==== EXTRACT ====

Since the announcement by President Obama, the conditions imposed on companies receiving tax-payer funded assistance, have varied slightly.  There have been three standards or guidelines restricting executive compensation applicable to financial instituations receiving assistance under the TARP program.  Most recently, the American Recovery and Investment Tax Act of 2009 was signed into law on 17 February 2009, revising restrictions on executive remuneration.  These revised restrictions for companies receiving assistance include:

  • prohibition on certain bonus, retention and incentive compensation for senior executive officers (SEOs) and up to 20 other employees
  • prohibition on ‘golden parachute’ payments to SEOs and the five most highly compensated employees
  • requirement to produce a company-wide policy on excessive or luxury expenitures
  • compensation plans must be submitted to a shareholder vote
  • prohibition on incentives that involve ‘unnecessary and excessive risks’
  • required ‘clawback’ provisions of any bonus, retention award or incentive compensation paid to SEOs and the next 20 most highly-compensated employees, if they are found to be based on materiallly inaccurate information
  • prohibition on any compensation plan that would encourage maniuplation of earnings to enhance compensation
  • limitation on the tax deductibility of annual compensation of SEOs to $500,000
  • requirement of annual certification by the CEO and CFO of the company’s compliance with the restrictions, and
  • requirement that the company establish a compensation committee consisting solely of independent directors to review employee compensation plans.

The costs for companies complying with these regulations may be far greater than they  first appear.  Regulation of executive remuneration could have the effect of reducing a company’s talent pool as senior executives seek employment opportunities with companies offering greater financial rewards, free from the limitations imposed on regulated companies.  Costs may also increase as companies are forced to seek the resources of external consultants, to ensure that they are meeting the stringent criteria.

Whether these conditions result in any industry reforms remain to be seen.  Companies receiving funds under the TARP program may repay these funds at any time and in doing so will release themselves from the compensation restrictions.  Therefore, the restrictive conditions may operate as an incentive for repayment in order to avoid restrictive conditions, rather than acting as an impetus for change within the financial industry.

==== INFORMATION PROVIDED ====

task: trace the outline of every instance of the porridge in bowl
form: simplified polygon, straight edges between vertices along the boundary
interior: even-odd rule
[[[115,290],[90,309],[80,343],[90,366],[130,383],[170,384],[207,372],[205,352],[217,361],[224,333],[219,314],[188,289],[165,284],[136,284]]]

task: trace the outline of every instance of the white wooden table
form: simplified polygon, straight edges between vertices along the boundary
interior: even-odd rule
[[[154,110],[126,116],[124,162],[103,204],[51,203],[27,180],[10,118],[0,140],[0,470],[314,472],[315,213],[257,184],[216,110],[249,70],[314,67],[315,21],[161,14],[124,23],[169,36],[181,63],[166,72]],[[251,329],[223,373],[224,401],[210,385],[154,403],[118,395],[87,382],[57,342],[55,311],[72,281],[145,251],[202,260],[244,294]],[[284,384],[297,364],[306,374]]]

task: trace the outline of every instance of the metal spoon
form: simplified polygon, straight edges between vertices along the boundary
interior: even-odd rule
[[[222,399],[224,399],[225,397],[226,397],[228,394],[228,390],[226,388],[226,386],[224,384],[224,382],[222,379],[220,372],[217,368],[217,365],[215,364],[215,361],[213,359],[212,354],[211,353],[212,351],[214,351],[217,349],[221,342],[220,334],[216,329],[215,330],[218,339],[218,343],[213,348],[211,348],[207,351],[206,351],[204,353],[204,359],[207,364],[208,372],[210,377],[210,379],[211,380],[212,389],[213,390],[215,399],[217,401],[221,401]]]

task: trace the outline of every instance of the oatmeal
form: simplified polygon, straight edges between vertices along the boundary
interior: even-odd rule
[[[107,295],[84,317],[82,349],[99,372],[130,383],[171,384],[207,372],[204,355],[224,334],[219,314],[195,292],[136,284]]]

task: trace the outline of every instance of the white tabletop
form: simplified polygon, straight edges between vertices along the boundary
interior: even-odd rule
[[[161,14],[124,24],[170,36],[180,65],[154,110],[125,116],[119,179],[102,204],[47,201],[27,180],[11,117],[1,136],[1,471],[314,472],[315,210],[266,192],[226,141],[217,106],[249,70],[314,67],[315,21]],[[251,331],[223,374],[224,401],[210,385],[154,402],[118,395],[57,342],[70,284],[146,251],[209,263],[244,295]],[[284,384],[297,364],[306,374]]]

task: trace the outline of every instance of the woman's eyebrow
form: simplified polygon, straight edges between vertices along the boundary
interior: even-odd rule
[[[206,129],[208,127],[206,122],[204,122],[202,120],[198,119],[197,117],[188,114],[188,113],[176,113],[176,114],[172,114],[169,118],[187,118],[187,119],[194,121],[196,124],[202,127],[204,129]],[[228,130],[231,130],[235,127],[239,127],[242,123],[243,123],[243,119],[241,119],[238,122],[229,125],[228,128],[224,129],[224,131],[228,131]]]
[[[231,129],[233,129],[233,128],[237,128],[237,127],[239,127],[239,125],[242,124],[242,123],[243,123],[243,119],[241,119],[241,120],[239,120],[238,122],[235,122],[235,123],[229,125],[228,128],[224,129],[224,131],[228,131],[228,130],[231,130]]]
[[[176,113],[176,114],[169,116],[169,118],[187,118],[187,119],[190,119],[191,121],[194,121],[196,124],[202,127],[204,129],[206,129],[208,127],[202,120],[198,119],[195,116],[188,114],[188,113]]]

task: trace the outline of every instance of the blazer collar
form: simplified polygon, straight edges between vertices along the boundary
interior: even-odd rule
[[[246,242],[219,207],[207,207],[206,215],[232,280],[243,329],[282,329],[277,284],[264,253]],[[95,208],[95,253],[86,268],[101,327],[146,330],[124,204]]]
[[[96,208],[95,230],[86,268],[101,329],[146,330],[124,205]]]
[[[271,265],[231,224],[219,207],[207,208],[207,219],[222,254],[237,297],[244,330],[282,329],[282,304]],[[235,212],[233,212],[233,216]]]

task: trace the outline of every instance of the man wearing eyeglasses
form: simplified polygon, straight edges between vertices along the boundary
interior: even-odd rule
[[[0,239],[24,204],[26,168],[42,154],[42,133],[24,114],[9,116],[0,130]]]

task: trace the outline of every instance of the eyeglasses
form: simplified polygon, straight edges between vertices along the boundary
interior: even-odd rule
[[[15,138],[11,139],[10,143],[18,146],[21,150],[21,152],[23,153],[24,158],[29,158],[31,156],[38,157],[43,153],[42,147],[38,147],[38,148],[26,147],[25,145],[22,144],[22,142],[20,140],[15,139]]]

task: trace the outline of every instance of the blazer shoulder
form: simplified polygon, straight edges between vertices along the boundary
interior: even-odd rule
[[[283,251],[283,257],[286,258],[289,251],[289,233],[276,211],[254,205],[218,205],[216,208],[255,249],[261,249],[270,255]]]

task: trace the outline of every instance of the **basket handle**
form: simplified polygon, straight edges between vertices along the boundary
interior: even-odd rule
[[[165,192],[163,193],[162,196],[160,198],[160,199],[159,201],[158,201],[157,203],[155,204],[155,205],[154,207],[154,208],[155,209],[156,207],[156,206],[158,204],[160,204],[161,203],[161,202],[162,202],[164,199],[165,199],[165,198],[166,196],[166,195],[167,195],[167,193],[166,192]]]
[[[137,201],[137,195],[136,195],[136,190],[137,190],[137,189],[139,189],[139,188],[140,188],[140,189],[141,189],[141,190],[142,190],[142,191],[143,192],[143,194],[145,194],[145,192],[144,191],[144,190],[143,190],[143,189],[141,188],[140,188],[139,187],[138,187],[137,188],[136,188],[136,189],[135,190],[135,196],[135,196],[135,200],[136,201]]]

====

WHAT THE EXERCISE ASKS: Please continue the piece on TARP executive pay restrictions from where it stops.

REPLY TO THE EXERCISE:
Europe

European companies wishing to receive government financial support have also been subject to conditions relating to executive compensation.

In Switzerland, UBS AG—the only Swiss bank to receive a government bailout so far—has announced that senior executives would not be receiving bonuses for 2008 and any compensation arrangements are to be subject to government oversight. 

In Norway, the senior executives in the banking sector are taking action ahead of any government-imposed cap, promising to voluntarily freeze their salaries.

President Sarkozy in France has placed restrictions on golden parachutes for executives of companys benefiting from state handouts and has established an oversight committee to oversee executive compensation. Similar measurs are also being taken in Ireland and Germany. 

UK regulation

The UK Financial Services Authority (FSA) has been the first regulator to publish an industry wide comprehensive code of practice on remuneration.

On 26 February 2009, the UK’s financial regulator, the FSA published its code of practice on executive remuneration. The code follows a letter which the FSA sent out to all bank and building society Chief Executive Officers in October 2008. This letter set out a number of guiding principles for financial institutions to adhere to when determining executive remuneration structures. The code is largely consistent with these principles, although there is some slight variation.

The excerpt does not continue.